■ Short problem A
In the on-demand search quickstart below, what do managed collection operations require for authentication?
:: Passage given
Version: User Guides (Cloud)

Quickstart to On-Demand Search
Public Preview

Zilliz Cloud provides on-demand compute resources, allowing you to run similarity searches and queries on demand. As shown in the figure below, compute resources automatically suspend when no requests arrive, and suspended compute resources do not incur charges.

ZhWHbgOD0o56IpxbQ32ctGaInBe

Step 1: Connect to a project endpoint.

Before working on a database, connect to the project endpoint. You can obtain the project endpoint on the quickstart page after enabling on-demand compute on the Zilliz Cloud console.

📘Notes

Managed collection operations require an API key for authentication. This flow does not support username:password authentication.
Managed collections in databases for on-demand compute do not require load operations.

Python
cURL

# connect to database
client = MilvusClient(
    # a project-specific on-demand compute endpoint
    uri="https://{project-id}.{region}.api.zillizcloud.com",
    token="YOUR_API_KEY"
)

export PROJECT_ENDPOINT="https://{project-id}.{region}.api.zillizcloud.com"

Step 2: (Optional) Create a database.

Zilliz Cloud ships with a default database. If you choose that, skip this step. You can also create a database as follows.

Python
cURL

client.create_database(
    db_name="my_database"
)

curl --request POST \
--url "${PROJECT_ENDPOINT}/v2/vectordb/databases/create" \
--header "Authorization: Bearer ${TOKEN}" \
--header "Content-Type: application/json" \
-d '{
    "dbName": "my_database"
}'

Step 3: Create a managed collection.

Once the database is ready, you can create managed collections in it. Unlike an external collection that maps collection columns to external data files, a managed collection asks you to import data for significant performance gains.

The following example demonstrates how to set up the collection schema and create a collection.

Python
cURL

from pymilvus import MilvusClient, DataType

schema = MilvusClient.create_schema()

schema.add_field(
    field_name="product_id",
    datatype=DataType.INT64,
    is_primary=True
)

schema.add_field(
    field_name="product_name",
    datatype=DataType.VARCHAR,
    max_length=512
)
::::
■ Short problem B
From the listing below, copy out each line that contains the word "plank".
:: Items
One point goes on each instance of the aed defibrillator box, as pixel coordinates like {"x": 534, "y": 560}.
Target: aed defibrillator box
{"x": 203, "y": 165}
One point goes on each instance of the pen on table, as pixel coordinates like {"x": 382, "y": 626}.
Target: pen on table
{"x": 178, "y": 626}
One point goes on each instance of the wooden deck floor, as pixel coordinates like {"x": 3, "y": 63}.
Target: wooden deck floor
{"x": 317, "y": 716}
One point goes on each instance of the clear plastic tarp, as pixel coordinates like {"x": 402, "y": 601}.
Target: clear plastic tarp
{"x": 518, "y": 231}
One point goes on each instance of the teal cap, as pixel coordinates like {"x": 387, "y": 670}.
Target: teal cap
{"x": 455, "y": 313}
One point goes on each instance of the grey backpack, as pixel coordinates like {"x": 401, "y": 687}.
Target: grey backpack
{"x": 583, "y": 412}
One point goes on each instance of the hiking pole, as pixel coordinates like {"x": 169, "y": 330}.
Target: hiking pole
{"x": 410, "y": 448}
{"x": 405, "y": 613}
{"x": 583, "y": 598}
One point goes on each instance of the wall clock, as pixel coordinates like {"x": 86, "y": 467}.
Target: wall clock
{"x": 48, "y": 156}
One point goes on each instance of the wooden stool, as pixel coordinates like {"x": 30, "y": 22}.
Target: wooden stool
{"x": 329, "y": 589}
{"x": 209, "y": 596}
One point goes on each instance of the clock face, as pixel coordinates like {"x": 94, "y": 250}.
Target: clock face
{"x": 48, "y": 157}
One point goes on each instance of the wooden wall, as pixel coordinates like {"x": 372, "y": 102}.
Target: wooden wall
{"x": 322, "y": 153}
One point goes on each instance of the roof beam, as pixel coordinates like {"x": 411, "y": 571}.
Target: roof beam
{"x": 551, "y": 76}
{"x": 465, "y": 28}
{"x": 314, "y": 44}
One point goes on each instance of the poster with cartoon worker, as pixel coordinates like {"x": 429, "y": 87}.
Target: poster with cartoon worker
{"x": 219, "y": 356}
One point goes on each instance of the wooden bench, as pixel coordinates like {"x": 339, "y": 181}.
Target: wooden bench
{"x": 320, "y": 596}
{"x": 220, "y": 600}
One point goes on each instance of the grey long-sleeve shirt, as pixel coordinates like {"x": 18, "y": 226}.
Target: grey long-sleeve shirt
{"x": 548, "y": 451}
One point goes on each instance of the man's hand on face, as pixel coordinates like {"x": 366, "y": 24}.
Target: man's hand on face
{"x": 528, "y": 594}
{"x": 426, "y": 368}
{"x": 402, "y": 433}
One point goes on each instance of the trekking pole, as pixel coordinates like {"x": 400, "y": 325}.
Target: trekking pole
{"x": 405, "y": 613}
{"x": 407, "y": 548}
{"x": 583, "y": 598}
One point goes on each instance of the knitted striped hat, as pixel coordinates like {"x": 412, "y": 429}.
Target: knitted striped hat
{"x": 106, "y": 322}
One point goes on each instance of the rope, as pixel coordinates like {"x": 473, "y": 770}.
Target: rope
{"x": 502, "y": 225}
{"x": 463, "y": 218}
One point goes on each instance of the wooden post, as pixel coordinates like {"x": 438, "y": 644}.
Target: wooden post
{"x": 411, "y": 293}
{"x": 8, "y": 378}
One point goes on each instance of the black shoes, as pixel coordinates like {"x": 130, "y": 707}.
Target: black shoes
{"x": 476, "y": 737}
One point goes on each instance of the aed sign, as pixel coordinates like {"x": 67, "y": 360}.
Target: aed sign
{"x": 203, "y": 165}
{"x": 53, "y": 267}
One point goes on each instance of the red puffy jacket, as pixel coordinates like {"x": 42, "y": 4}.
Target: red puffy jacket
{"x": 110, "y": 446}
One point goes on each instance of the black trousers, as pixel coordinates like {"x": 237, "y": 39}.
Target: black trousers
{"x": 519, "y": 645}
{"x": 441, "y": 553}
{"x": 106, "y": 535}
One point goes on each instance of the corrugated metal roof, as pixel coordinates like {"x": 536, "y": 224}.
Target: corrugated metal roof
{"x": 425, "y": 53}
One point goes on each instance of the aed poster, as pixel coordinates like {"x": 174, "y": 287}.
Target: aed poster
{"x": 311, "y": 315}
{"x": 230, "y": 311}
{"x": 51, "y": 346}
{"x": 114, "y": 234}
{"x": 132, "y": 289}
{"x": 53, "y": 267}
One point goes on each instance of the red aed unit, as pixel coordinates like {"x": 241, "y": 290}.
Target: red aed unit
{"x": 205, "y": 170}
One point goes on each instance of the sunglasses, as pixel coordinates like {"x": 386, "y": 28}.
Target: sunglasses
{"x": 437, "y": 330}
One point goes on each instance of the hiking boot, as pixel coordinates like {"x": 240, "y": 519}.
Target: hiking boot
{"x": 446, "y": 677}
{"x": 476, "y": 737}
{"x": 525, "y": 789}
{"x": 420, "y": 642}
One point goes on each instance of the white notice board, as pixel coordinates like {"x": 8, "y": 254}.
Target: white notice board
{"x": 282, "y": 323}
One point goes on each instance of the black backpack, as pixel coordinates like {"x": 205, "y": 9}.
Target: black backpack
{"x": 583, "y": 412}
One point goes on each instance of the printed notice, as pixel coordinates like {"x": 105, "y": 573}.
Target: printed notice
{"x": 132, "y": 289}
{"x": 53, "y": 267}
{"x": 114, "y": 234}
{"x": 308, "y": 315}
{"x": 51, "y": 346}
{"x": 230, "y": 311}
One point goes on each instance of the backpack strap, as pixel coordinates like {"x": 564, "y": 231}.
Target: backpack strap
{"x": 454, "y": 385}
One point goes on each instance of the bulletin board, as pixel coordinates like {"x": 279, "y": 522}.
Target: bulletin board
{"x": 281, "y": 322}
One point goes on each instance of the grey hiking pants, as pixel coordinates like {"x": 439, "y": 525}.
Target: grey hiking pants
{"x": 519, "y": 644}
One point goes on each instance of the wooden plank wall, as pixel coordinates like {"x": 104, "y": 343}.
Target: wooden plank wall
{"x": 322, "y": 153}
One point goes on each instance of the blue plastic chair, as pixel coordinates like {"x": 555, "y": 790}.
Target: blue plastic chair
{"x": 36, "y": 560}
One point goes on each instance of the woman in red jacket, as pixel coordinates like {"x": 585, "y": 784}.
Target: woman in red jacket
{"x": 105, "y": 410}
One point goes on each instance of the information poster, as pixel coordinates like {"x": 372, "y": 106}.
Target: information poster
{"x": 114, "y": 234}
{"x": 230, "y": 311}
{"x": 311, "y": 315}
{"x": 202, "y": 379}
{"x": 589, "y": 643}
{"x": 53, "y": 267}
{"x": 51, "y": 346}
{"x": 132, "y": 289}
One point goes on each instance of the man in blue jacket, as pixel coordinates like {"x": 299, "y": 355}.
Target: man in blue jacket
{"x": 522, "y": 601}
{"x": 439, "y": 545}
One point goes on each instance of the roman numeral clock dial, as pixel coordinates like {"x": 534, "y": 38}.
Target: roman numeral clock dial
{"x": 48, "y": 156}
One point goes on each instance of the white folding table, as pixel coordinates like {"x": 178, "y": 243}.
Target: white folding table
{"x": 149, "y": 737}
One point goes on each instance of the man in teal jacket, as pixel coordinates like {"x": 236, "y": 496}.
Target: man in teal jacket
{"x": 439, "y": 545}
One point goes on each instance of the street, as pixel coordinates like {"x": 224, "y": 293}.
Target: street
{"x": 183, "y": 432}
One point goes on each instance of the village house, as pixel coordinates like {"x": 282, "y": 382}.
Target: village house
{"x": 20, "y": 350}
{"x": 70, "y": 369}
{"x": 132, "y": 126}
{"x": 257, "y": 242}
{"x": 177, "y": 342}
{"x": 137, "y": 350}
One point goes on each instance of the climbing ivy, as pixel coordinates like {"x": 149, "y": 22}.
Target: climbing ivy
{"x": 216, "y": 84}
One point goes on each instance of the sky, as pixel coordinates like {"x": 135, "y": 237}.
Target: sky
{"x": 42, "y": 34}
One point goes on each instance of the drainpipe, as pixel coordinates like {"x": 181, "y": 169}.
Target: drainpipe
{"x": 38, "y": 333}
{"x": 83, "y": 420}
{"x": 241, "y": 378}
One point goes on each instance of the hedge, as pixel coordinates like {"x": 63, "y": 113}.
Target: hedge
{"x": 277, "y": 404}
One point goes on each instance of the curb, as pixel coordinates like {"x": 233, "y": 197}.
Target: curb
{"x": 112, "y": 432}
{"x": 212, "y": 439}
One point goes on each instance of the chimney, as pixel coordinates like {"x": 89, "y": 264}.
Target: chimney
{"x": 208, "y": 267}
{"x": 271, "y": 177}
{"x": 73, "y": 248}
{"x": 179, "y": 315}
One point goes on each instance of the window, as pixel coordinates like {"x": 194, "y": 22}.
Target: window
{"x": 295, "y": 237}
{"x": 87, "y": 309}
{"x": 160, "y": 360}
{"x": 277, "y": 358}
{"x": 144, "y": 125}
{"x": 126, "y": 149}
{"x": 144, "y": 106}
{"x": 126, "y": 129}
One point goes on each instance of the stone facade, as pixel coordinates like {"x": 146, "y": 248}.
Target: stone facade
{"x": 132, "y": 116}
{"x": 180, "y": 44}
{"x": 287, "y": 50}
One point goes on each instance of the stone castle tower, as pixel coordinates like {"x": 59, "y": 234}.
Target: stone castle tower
::::
■ Result A
An API key.

■ Result B
One point goes on each instance of the wooden plank wall, as pixel coordinates like {"x": 104, "y": 343}.
Target: wooden plank wall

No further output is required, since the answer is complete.